:: Document passage ::
To be fair part of the problem lies in the fact that as a species we've never been in this situation before. We have no blueprint or script that describes what billions of us are supposed to do with this additional time we are inheriting. Surely there must be some purpose in the grand design -- other than some outmoded belief in retirement - something of genuine consequence that capitalizes on our wisdom and experience and requires the presence of such an inordinately large number of elders on the planet at this time.
Whatever that reason, one thing is clear. Those of us who are 50 and older have come to the end of the territory described in Acts One (Youth) and Two (Maturity) of the Human Drama and must now address the question of how to write a new Third Age (Aging).
This question prompted me to reach out to several colleagues who are among the leading women authors and experts of our time and who are also members of AgeNation' World Council of Wisdom Keepers. I invited them to share some thoughts and recommendations that can help us all to begin to write this new Third Act, and in the process, better navigate the future. Here's some of what they had to say:
Joan Borysenko, Best Selling Author and Expert on Spirituality and Health
"Well, here's the thing. The world has bottomed out. The statistics are dreary. Some of our best scientists are feeling we don't have time to save ourselves. However, there's the alternate point of view. Unusual things happen all the time. The Berlin Wall fell. Smoking has diminished significantly in a relatively short period of time our country. We've made major gains in gender equality and, in some areas of human rights. We're more aware of the need to protect our habitat and to lead lives that are healthier and more conscious.
Still it's clear we are at a crisis points, but it's also a turning point. And if I can take a page from my own book: It's Not The End of The World, although some may think we're at the end, when people of good hearts get together and support one another, what can happen is a rite of passage. And what happens in a rite of passage is that in the space between where the world breaks down and reforms itself, between no longer and not yet, a whole new way can emerge. In this space we can get out of the rut of the habitual and make room for miracles to happen.
:::
* [The problem]
In the essay on writing a new Third Act of life, what book of her own does Joan Borysenko quote?
:: Raw data ::
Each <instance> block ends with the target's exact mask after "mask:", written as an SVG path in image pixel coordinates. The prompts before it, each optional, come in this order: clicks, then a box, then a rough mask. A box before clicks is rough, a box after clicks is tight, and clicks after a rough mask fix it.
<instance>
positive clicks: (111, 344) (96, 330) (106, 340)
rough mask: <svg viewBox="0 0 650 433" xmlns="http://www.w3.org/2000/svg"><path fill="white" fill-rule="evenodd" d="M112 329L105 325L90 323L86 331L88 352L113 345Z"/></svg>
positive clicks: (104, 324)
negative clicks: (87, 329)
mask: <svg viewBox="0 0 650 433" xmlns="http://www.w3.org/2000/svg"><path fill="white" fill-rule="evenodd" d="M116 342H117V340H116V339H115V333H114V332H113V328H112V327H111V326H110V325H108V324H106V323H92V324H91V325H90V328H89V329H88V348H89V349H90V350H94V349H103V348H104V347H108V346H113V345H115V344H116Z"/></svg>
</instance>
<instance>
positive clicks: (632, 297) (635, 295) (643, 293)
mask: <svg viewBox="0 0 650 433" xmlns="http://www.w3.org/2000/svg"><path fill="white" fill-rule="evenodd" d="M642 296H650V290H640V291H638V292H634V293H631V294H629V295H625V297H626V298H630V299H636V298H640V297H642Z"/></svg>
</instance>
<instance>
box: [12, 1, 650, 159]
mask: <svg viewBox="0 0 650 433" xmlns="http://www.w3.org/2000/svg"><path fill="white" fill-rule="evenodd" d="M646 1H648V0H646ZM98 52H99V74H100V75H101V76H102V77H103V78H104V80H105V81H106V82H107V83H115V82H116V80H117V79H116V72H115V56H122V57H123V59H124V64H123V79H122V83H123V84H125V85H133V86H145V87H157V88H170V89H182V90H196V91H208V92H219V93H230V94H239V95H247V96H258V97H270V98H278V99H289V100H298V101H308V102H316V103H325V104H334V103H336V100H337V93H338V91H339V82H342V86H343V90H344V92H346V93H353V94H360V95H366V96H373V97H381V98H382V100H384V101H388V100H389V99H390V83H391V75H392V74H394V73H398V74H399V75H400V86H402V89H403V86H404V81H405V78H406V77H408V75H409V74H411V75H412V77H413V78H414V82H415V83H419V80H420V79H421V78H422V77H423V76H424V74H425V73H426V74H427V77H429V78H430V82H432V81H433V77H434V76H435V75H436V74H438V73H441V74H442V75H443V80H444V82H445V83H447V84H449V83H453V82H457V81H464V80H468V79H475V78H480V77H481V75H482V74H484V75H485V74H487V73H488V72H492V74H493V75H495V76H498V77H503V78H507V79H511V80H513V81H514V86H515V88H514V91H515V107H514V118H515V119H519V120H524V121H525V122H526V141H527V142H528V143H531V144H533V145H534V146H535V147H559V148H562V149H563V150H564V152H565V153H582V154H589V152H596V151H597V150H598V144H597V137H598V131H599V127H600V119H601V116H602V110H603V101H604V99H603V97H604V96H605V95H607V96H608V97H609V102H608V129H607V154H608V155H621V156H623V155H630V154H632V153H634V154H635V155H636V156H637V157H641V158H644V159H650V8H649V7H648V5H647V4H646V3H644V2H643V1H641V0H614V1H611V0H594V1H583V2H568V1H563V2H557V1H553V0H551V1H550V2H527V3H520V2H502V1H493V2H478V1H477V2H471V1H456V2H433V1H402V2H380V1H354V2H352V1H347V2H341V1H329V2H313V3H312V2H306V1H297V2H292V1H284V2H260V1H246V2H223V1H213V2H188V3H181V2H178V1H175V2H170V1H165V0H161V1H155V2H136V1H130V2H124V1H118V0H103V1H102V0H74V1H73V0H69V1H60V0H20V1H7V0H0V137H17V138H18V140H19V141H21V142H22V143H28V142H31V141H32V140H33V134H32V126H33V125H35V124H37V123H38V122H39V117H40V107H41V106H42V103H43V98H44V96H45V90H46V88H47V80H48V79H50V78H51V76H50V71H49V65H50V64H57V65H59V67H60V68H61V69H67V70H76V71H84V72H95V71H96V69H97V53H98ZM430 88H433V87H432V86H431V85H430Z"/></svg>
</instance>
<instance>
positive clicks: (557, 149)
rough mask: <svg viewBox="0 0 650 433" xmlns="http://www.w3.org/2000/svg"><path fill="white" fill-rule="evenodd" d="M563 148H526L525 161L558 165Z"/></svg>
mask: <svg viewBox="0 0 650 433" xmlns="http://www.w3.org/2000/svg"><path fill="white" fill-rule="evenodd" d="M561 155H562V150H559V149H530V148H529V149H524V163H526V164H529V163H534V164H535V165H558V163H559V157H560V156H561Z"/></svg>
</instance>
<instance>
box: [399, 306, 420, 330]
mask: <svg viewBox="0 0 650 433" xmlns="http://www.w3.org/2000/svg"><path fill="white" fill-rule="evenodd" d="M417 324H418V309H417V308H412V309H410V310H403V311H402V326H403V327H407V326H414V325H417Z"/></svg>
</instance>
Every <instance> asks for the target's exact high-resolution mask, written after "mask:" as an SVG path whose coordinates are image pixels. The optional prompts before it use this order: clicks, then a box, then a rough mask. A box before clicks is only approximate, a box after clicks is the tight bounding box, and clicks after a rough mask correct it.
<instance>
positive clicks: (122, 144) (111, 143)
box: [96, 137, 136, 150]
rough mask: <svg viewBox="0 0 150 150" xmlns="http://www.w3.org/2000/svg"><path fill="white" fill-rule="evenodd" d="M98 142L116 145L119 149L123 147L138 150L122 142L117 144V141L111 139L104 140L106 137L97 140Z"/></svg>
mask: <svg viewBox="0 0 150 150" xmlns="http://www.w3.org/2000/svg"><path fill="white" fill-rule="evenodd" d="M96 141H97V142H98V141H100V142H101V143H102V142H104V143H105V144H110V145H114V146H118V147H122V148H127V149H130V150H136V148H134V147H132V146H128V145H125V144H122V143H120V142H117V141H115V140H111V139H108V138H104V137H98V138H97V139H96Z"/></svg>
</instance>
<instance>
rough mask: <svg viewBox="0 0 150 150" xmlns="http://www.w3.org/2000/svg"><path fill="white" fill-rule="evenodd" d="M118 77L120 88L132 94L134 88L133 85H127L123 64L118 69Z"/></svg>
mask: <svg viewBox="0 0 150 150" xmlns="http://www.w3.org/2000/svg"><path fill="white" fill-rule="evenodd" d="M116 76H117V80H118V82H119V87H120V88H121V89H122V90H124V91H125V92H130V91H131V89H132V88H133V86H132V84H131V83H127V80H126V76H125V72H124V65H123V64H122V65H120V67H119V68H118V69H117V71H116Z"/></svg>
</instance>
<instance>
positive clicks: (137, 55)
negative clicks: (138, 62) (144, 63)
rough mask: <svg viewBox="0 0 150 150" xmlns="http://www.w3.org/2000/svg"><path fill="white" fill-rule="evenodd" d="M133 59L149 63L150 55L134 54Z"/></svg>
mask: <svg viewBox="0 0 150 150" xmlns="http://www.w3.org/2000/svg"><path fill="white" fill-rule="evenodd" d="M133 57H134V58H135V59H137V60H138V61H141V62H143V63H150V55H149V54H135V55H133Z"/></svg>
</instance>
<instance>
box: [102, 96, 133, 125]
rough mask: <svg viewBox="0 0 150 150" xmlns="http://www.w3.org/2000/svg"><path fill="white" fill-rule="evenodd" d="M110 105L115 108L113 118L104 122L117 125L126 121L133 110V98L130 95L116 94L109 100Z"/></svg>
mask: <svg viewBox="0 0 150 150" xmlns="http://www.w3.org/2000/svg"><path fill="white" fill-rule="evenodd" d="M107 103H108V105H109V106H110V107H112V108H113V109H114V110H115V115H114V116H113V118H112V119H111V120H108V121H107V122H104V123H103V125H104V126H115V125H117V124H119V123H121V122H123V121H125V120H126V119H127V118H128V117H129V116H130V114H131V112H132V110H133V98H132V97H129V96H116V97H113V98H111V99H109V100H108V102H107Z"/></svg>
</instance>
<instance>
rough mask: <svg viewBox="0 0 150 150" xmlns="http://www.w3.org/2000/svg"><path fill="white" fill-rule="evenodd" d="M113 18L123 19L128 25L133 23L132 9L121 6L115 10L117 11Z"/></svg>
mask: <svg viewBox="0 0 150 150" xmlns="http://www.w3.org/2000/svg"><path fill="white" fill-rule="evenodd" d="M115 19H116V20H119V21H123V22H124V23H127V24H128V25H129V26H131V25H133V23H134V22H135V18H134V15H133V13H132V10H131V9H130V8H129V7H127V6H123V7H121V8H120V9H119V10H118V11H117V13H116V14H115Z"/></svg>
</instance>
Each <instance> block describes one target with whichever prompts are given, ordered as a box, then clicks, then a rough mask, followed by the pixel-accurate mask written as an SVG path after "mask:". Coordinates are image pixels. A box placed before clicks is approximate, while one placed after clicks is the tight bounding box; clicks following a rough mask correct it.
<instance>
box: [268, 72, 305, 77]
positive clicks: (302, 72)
:::
* [Task result]
It's Not The End of The World